Work instruction.
Your task is to work out how many lines in the data that follows hold "pipe" and to state that number alone.

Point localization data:
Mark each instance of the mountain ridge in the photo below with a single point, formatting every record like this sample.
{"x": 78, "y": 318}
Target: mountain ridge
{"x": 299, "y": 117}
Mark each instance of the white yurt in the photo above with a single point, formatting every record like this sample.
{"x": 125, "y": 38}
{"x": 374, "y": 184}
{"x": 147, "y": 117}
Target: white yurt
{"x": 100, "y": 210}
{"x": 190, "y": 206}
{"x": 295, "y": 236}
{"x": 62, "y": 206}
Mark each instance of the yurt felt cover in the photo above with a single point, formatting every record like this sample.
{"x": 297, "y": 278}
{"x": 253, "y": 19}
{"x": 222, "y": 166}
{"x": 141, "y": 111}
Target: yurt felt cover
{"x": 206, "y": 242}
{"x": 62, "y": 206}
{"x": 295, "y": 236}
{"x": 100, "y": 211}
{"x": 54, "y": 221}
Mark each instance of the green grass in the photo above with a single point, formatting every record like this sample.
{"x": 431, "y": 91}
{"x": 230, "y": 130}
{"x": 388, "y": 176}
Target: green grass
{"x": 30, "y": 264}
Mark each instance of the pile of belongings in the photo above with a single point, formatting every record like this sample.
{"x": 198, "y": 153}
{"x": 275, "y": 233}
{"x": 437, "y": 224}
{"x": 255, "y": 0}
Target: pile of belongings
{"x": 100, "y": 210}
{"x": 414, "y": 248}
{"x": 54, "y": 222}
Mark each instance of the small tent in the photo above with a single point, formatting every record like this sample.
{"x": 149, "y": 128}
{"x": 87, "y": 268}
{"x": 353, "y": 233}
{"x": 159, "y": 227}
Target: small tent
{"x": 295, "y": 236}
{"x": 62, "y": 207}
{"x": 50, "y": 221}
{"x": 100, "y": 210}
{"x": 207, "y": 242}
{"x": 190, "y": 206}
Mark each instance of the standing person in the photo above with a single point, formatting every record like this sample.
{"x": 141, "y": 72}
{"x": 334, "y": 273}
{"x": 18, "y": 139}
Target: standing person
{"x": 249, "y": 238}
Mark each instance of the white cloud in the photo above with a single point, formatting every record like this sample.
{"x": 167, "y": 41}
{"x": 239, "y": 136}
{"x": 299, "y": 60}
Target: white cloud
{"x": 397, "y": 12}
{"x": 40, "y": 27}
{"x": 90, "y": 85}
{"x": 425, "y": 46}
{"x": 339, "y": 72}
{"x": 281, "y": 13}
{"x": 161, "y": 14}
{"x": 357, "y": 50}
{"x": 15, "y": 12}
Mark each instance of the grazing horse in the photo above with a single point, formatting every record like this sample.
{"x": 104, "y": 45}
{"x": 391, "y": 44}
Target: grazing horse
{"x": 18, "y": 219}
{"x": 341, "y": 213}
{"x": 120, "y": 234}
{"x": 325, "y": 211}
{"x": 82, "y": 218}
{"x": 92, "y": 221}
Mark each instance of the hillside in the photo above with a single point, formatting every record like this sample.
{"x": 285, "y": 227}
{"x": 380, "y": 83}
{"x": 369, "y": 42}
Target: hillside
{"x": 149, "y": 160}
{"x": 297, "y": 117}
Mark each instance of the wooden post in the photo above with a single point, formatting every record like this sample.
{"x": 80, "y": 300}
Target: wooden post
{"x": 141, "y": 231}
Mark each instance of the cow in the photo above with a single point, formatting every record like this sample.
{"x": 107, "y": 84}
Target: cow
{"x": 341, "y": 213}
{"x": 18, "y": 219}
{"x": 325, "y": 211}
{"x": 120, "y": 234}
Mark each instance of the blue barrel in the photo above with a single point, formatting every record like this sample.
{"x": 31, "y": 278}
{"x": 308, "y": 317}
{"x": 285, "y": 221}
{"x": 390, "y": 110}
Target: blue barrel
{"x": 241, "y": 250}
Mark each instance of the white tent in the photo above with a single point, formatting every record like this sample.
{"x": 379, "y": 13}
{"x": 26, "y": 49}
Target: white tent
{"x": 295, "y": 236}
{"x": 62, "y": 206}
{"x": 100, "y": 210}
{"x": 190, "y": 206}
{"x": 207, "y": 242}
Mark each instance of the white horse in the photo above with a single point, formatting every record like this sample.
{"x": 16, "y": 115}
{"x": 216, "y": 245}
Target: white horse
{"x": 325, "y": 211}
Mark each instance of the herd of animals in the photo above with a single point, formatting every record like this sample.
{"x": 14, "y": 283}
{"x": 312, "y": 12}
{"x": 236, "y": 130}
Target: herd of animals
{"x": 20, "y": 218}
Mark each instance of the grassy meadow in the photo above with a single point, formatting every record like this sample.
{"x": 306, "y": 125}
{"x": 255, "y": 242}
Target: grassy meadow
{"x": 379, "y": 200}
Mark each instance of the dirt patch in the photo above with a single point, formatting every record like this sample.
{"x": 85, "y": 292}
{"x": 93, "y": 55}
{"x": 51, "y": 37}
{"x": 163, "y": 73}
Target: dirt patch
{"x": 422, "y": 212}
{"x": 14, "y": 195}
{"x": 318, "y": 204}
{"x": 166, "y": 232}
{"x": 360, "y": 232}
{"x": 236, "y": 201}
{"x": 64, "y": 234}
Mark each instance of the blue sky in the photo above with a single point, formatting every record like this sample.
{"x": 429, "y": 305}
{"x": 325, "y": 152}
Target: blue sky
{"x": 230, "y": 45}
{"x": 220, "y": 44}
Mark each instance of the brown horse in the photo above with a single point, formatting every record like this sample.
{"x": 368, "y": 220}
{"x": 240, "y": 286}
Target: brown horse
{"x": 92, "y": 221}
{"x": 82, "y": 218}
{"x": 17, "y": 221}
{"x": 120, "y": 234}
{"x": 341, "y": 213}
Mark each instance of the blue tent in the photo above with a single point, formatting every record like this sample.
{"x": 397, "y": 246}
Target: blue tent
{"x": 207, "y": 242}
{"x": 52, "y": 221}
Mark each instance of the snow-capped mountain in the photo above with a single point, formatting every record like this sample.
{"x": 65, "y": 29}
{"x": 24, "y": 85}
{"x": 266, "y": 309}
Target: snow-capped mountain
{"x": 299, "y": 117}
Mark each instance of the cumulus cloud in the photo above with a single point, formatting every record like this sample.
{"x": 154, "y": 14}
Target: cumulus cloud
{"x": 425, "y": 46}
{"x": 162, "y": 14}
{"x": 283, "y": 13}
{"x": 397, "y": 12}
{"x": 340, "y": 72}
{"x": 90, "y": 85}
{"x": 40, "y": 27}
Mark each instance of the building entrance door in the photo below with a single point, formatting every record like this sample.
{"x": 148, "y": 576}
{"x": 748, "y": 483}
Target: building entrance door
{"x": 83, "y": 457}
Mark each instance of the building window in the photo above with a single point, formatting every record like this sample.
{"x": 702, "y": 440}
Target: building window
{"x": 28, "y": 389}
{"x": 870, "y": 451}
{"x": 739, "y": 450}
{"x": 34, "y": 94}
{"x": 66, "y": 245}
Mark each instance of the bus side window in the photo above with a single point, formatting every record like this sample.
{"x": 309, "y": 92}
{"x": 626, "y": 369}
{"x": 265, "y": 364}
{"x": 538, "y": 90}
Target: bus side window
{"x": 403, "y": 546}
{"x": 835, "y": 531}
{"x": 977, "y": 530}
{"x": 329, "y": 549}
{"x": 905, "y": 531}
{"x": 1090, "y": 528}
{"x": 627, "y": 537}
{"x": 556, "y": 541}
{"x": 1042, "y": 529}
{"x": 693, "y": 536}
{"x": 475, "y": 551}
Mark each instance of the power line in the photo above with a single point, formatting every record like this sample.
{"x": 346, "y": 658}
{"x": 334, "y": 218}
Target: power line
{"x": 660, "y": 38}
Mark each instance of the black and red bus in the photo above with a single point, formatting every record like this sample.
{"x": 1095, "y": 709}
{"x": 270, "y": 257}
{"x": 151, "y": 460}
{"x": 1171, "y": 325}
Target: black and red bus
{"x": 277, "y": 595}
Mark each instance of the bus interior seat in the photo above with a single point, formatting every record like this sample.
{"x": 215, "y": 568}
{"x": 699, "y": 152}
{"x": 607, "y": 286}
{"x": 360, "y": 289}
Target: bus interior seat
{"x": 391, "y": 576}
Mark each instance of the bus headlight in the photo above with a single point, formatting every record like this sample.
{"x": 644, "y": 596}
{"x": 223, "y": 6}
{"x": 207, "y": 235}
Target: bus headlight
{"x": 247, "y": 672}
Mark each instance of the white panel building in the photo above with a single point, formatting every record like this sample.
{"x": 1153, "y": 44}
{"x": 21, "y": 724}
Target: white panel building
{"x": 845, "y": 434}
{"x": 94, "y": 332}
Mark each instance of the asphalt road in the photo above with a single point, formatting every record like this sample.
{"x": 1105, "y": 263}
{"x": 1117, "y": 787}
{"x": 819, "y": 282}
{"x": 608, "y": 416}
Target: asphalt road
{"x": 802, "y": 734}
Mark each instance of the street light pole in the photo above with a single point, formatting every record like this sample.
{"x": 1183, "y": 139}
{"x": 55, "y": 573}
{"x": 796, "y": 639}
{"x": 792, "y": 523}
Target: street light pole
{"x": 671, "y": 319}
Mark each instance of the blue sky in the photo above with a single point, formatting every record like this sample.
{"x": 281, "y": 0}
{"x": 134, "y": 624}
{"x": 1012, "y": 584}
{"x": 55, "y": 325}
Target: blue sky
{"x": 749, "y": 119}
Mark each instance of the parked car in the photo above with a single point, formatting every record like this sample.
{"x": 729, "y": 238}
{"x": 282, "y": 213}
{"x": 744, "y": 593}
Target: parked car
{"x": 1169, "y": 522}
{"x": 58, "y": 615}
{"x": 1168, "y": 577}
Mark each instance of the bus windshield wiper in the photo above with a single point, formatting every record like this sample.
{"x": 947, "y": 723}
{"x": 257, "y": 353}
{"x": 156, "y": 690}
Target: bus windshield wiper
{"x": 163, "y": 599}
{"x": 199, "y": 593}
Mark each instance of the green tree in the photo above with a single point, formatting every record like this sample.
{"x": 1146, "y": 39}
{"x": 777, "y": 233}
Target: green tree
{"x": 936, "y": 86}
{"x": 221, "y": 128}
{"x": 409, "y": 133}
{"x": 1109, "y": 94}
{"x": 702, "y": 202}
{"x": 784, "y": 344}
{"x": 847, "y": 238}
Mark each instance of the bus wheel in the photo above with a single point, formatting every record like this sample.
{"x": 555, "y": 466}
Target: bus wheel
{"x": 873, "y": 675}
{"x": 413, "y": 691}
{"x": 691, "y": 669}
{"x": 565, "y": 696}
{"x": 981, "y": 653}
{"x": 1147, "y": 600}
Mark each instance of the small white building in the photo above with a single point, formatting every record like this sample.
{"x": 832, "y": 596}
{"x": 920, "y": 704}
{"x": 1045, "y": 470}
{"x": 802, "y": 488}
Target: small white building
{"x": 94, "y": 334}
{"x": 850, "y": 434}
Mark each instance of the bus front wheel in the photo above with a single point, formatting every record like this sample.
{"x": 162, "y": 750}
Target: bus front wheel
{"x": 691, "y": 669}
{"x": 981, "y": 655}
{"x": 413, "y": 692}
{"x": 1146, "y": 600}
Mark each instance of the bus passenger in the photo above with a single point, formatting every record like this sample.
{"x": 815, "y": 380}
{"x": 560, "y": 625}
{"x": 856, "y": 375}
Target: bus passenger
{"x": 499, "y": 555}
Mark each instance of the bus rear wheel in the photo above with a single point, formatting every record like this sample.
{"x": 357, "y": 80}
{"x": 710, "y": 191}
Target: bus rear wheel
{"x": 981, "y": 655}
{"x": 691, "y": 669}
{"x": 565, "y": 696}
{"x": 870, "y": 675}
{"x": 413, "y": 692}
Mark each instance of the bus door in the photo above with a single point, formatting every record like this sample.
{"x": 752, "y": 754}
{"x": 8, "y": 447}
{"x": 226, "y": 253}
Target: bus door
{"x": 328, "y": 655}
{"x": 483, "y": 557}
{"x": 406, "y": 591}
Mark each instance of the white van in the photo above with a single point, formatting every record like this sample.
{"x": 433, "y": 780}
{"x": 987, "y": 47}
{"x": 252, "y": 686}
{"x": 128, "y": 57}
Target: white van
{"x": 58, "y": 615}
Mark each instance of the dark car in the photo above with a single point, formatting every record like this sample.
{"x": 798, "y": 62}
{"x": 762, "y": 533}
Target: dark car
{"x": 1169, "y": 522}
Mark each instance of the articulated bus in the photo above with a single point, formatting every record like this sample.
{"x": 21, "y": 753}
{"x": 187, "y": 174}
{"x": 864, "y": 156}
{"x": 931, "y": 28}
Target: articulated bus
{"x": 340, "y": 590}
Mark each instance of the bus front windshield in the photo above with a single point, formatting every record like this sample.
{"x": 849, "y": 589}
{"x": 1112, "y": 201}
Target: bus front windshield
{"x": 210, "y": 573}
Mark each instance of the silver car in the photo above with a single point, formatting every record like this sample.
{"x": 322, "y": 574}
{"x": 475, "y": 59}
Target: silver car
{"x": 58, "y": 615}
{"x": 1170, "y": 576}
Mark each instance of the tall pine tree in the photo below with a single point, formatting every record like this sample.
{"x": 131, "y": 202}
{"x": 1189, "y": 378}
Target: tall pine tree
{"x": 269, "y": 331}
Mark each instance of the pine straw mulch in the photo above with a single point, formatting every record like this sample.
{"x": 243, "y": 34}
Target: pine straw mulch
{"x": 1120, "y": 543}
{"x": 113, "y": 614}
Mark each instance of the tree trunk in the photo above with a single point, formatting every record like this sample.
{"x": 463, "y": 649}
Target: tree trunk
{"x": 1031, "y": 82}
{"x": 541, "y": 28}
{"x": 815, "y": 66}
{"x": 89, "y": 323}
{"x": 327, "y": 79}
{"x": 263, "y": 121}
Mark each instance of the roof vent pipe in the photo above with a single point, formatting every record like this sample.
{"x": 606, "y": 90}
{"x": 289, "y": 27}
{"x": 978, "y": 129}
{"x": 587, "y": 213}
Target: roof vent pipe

Result.
2